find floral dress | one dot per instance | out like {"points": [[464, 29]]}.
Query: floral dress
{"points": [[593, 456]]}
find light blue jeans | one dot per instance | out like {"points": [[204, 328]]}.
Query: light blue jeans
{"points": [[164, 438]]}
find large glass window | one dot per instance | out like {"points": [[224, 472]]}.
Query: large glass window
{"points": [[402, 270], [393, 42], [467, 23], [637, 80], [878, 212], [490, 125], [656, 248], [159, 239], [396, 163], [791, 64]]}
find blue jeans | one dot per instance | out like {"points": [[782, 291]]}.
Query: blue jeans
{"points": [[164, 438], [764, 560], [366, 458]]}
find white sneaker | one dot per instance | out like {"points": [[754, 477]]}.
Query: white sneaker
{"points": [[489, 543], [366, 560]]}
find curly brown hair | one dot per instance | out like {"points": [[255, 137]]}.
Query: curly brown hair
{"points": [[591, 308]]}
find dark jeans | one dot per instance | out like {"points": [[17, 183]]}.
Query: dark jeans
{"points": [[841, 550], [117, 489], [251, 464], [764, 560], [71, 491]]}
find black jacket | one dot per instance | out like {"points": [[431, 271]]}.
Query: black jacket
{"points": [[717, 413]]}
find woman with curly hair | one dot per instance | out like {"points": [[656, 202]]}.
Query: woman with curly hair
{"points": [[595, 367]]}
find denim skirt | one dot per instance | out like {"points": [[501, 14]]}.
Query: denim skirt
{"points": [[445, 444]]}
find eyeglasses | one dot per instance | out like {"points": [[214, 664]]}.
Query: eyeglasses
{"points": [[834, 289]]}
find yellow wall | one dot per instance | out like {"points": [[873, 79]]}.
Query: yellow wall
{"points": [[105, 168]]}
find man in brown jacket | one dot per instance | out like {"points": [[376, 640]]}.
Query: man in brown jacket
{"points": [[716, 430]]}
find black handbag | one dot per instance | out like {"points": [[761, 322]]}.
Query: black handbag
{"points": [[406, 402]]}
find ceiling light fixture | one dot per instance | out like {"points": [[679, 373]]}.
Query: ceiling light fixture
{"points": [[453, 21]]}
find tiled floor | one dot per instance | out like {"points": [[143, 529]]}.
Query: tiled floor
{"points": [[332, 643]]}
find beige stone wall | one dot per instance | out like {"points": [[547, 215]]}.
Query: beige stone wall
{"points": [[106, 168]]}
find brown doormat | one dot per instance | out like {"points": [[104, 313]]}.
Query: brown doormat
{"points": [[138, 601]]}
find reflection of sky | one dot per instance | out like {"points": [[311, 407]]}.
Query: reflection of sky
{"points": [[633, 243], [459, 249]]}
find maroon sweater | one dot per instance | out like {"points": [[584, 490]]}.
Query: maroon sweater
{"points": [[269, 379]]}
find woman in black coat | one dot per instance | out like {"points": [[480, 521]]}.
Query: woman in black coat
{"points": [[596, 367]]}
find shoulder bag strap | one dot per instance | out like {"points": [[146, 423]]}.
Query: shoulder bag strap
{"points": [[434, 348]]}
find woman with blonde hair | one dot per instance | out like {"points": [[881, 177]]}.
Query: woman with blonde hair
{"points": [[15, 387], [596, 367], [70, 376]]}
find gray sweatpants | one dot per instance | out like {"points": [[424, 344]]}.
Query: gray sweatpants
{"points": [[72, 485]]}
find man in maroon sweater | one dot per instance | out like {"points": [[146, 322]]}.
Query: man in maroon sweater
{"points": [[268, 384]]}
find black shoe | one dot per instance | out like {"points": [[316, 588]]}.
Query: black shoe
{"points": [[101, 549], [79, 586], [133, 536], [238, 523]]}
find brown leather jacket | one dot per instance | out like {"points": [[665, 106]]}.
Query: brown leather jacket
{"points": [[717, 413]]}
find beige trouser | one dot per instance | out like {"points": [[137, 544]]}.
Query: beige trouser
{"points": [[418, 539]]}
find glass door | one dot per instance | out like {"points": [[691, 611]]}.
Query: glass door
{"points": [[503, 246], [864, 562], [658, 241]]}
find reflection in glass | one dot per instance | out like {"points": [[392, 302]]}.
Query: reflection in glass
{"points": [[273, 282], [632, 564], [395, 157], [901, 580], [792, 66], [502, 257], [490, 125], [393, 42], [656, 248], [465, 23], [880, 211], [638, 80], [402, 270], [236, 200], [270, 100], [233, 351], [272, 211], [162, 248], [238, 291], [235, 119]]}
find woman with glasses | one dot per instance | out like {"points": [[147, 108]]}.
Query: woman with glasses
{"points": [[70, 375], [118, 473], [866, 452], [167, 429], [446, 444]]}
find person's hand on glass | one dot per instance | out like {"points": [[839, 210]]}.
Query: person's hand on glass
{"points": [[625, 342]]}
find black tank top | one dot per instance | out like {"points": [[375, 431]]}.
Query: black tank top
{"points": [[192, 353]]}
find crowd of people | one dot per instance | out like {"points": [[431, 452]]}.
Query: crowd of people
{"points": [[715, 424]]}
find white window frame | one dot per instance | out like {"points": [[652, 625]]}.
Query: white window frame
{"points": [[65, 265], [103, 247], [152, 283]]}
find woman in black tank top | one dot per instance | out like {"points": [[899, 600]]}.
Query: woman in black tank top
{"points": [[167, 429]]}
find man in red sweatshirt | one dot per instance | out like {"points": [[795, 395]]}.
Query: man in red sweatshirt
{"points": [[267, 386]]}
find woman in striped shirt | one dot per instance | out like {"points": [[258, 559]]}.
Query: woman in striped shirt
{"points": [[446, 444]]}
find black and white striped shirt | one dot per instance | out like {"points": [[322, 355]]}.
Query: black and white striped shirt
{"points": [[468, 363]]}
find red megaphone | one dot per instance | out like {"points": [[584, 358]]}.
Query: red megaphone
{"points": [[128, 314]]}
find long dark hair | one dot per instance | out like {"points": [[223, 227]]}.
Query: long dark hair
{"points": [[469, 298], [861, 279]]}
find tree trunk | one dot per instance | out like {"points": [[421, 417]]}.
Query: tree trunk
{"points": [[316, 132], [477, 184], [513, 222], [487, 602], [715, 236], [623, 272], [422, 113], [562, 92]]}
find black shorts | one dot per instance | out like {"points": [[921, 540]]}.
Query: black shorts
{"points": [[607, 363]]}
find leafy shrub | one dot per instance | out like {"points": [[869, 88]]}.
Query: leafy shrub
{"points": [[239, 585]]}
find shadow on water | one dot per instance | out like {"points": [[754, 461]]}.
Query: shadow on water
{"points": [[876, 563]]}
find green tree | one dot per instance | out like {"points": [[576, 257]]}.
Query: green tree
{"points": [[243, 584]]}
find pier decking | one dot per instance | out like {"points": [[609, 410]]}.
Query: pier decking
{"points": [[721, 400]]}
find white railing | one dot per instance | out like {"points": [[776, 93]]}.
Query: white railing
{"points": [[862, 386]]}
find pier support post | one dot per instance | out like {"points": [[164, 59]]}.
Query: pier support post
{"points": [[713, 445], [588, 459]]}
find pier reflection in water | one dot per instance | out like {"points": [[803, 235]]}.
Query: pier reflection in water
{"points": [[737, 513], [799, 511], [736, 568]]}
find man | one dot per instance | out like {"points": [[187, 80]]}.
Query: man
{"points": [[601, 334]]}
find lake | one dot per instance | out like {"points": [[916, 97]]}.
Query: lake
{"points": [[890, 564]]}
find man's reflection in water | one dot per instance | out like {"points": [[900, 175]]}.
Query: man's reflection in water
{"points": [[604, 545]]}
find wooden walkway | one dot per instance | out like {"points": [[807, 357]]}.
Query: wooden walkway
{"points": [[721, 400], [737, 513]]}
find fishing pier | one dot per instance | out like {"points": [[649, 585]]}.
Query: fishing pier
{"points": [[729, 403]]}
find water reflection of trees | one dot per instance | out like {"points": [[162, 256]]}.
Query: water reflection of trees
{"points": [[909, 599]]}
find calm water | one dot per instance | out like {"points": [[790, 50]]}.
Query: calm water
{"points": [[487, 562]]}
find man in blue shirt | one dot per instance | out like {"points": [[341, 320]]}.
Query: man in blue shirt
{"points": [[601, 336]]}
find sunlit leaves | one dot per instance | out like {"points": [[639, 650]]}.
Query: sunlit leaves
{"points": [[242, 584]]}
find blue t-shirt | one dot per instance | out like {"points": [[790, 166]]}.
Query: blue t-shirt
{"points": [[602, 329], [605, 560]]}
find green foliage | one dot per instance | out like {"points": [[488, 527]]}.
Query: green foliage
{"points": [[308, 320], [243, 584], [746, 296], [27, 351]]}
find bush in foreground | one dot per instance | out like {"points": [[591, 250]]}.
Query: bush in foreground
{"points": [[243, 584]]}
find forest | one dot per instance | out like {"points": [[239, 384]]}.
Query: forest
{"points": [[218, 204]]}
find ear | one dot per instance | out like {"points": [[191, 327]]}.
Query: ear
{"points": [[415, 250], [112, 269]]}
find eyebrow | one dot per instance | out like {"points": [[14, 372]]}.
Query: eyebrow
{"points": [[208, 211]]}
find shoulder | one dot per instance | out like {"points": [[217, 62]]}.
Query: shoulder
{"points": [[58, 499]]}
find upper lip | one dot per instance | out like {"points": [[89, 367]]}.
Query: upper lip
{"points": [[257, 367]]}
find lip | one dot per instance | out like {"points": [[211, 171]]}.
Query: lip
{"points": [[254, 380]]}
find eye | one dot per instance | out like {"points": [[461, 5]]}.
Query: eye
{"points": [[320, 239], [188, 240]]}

## WHAT YOU ARE ASKED TO DO
Going back over the entries above, copy word for word every line from the one that has "Query: curly brown hair" on through the one that has "find woman with curly".

## RESULT OF THE TASK
Query: curly brown hair
{"points": [[591, 308]]}
find dark jeans | one dot per instance | out like {"points": [[17, 183]]}.
Query: dark jeans
{"points": [[841, 550], [117, 489], [251, 464], [764, 560], [71, 491]]}
find black jacket | one dot per instance | out like {"points": [[431, 271]]}.
Query: black jacket
{"points": [[717, 413]]}
find woman with curly hair | one dot per instance | out like {"points": [[656, 202]]}.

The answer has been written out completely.